==== Material provided ====
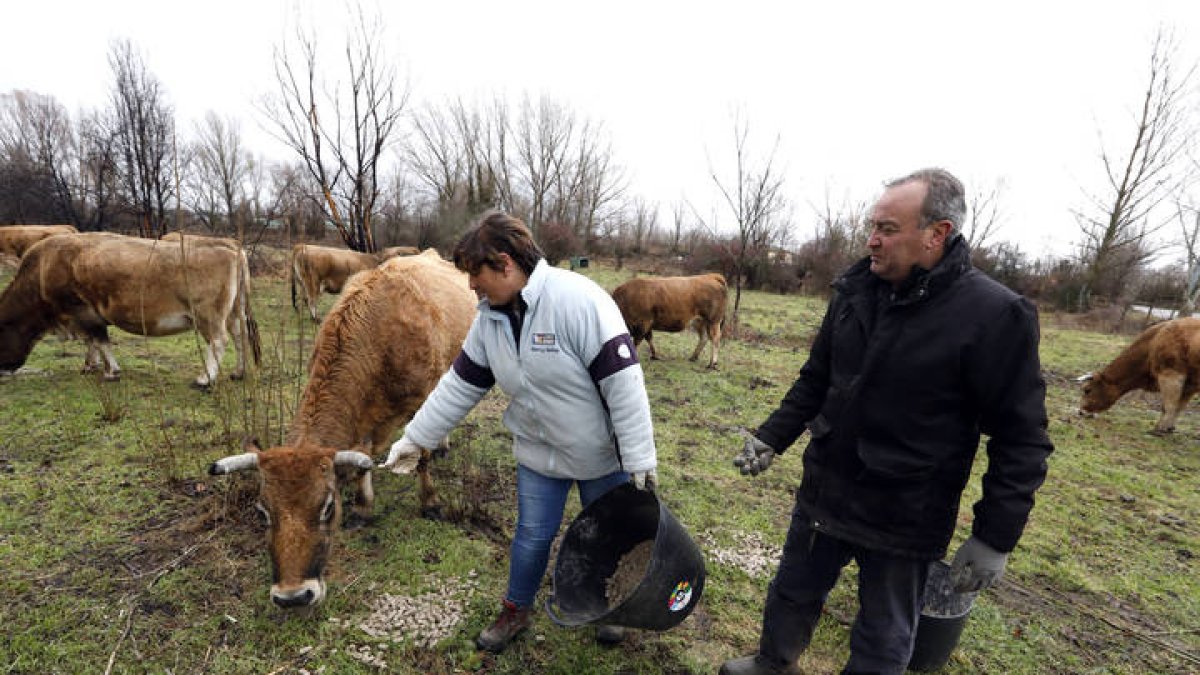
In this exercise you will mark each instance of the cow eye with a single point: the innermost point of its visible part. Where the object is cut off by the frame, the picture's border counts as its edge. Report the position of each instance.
(264, 513)
(327, 512)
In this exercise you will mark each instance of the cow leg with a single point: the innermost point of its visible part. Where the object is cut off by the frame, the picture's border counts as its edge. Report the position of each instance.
(714, 336)
(431, 506)
(100, 351)
(702, 333)
(237, 328)
(1170, 387)
(213, 354)
(363, 506)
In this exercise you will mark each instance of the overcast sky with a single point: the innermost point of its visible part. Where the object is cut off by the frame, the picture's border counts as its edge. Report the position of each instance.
(857, 91)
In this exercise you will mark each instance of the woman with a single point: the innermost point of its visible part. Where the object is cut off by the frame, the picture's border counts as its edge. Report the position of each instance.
(579, 413)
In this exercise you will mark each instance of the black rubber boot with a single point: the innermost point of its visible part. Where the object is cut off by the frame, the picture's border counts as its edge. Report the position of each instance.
(755, 665)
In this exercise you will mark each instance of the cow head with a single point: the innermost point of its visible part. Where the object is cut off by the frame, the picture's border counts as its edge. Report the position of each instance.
(1099, 393)
(300, 501)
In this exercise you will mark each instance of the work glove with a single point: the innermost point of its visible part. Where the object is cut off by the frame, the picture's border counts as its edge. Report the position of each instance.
(645, 479)
(403, 457)
(754, 458)
(976, 566)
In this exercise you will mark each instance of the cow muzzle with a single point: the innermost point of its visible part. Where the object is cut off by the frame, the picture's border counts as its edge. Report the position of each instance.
(309, 593)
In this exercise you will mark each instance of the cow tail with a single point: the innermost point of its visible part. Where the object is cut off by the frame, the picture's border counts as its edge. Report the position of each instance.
(256, 344)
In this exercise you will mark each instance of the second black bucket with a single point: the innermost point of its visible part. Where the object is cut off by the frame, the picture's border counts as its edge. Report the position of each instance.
(942, 617)
(598, 538)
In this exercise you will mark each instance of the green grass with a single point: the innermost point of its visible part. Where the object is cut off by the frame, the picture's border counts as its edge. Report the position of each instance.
(117, 547)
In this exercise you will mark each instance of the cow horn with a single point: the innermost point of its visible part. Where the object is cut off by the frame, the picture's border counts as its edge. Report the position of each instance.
(353, 458)
(234, 463)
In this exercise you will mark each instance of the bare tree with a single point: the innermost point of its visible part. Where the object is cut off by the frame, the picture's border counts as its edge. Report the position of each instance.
(221, 169)
(340, 131)
(643, 220)
(984, 215)
(36, 133)
(1120, 221)
(99, 177)
(1188, 217)
(144, 133)
(755, 198)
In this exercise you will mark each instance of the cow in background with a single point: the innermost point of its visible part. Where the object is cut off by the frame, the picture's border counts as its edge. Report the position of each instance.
(1164, 358)
(671, 304)
(90, 281)
(324, 268)
(381, 351)
(16, 239)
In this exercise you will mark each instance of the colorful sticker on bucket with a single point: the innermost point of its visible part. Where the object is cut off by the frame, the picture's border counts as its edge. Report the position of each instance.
(681, 596)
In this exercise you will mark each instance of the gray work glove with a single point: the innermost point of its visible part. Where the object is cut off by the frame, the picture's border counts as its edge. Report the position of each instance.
(976, 566)
(754, 458)
(403, 457)
(645, 479)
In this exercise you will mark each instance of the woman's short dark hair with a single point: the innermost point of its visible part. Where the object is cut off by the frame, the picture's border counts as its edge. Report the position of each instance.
(497, 233)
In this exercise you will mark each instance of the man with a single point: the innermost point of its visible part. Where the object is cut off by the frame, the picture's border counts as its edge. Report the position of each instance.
(918, 353)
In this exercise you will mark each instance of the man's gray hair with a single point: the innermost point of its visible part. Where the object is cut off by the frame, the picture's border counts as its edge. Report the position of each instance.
(945, 198)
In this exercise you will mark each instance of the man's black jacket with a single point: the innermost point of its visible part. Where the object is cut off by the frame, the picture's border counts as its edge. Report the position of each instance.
(895, 393)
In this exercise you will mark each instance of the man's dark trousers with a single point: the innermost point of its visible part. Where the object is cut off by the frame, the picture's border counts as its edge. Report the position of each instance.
(889, 596)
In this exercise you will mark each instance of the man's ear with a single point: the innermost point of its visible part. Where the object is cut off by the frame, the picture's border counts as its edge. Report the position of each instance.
(941, 232)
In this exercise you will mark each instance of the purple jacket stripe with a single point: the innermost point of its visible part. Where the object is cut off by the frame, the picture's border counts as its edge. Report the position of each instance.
(472, 372)
(613, 358)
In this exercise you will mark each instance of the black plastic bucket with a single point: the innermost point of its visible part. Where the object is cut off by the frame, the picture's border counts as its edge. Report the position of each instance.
(593, 547)
(942, 617)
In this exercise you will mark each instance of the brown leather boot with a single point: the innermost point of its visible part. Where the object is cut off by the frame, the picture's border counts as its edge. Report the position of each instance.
(511, 621)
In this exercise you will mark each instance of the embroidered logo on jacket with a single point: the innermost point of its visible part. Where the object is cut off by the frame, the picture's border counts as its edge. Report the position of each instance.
(545, 342)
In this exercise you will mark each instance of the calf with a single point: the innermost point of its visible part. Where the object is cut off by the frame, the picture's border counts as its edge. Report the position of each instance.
(1164, 358)
(671, 304)
(381, 351)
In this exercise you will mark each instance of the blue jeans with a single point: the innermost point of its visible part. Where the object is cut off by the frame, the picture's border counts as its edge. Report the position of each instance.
(540, 502)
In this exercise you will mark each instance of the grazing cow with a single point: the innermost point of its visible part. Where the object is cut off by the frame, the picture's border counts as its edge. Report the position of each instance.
(381, 351)
(90, 281)
(323, 268)
(1165, 358)
(670, 304)
(16, 239)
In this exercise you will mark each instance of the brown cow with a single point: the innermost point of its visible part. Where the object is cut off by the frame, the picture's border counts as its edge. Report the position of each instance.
(90, 281)
(1165, 358)
(324, 268)
(16, 239)
(670, 304)
(381, 351)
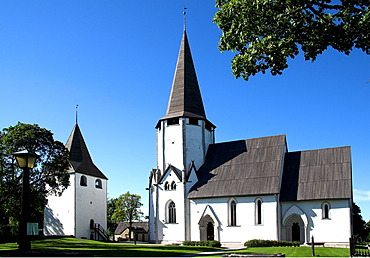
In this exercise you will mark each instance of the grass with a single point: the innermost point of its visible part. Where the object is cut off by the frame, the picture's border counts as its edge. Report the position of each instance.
(298, 251)
(96, 248)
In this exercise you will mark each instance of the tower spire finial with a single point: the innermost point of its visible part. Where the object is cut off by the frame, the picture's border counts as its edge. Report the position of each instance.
(184, 12)
(76, 114)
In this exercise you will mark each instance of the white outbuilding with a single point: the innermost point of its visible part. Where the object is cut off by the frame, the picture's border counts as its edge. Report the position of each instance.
(241, 190)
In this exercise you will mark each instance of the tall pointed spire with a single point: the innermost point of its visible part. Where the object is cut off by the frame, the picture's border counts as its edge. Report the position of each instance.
(80, 158)
(185, 99)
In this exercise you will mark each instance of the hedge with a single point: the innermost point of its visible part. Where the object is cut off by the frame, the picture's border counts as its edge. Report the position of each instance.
(269, 243)
(212, 243)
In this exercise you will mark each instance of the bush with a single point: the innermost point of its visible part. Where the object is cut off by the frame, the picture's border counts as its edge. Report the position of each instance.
(212, 243)
(270, 243)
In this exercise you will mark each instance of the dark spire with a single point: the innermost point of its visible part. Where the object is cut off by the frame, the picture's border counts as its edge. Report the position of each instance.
(185, 99)
(79, 155)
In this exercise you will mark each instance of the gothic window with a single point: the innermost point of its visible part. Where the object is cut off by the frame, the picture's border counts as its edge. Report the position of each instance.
(325, 210)
(193, 121)
(258, 214)
(98, 184)
(171, 212)
(232, 213)
(166, 186)
(83, 181)
(173, 121)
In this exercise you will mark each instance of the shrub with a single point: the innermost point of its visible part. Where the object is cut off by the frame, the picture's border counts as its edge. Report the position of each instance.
(212, 243)
(269, 243)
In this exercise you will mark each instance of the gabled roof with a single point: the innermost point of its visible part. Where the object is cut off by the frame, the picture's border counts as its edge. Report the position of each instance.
(239, 168)
(185, 99)
(317, 174)
(80, 158)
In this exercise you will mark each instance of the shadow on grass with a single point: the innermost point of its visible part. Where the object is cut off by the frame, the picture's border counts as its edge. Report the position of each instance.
(78, 247)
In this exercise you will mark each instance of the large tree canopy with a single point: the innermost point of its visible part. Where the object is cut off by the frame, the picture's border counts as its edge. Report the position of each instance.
(49, 176)
(127, 209)
(265, 33)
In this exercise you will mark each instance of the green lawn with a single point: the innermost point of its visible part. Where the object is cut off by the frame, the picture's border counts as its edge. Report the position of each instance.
(299, 251)
(96, 248)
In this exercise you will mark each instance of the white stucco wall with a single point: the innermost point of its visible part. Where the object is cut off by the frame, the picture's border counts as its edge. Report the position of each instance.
(60, 211)
(246, 228)
(171, 232)
(91, 203)
(334, 231)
====
Instructions for the task:
Write out, word for word, the lines from the one containing "the white stucco" through the end of the records, with no other lines.

Task answer:
In this exercise you will mark each instance of the white stucco wall with a single point: the innermost point of its visible part. Where the object is cut off by the frame, the picture's border counts as its edge. Report the position of each instance.
(60, 211)
(246, 228)
(171, 232)
(91, 203)
(334, 231)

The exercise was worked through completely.